**What to work on**
Reproduce all the lines below exactly and omit the images.

**Exercise material**
Start of Block
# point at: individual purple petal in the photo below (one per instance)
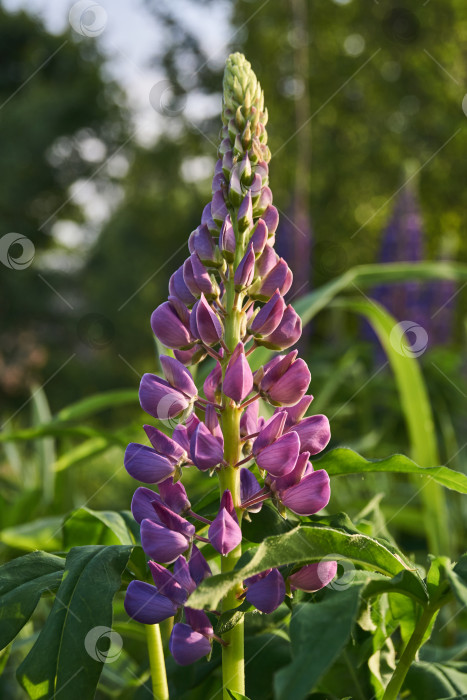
(201, 242)
(269, 316)
(191, 356)
(245, 272)
(173, 521)
(279, 458)
(144, 604)
(142, 503)
(280, 277)
(245, 213)
(211, 421)
(209, 328)
(312, 577)
(212, 383)
(167, 584)
(296, 413)
(205, 449)
(291, 387)
(199, 621)
(168, 328)
(201, 275)
(174, 495)
(259, 237)
(267, 593)
(310, 495)
(224, 533)
(249, 420)
(249, 486)
(227, 243)
(160, 543)
(238, 380)
(146, 465)
(199, 568)
(206, 218)
(287, 332)
(165, 445)
(183, 575)
(271, 218)
(293, 477)
(218, 208)
(178, 376)
(266, 261)
(161, 400)
(270, 431)
(178, 288)
(227, 503)
(186, 645)
(314, 433)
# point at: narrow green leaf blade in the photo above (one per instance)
End of Block
**Your solution**
# point at: individual purple petal in the photo below (one per instance)
(201, 242)
(269, 316)
(191, 356)
(245, 272)
(173, 521)
(279, 458)
(144, 604)
(142, 503)
(280, 277)
(245, 213)
(211, 421)
(209, 328)
(312, 577)
(212, 383)
(167, 584)
(296, 413)
(205, 449)
(291, 387)
(199, 621)
(168, 328)
(201, 275)
(174, 495)
(259, 237)
(267, 593)
(310, 495)
(224, 533)
(249, 420)
(249, 486)
(227, 243)
(160, 543)
(238, 380)
(146, 465)
(199, 568)
(206, 218)
(287, 332)
(165, 445)
(183, 575)
(271, 218)
(293, 477)
(218, 208)
(178, 376)
(266, 261)
(161, 400)
(270, 431)
(178, 288)
(227, 503)
(186, 645)
(314, 433)
# point at: narrow green leaf blade in the photo above (one per instance)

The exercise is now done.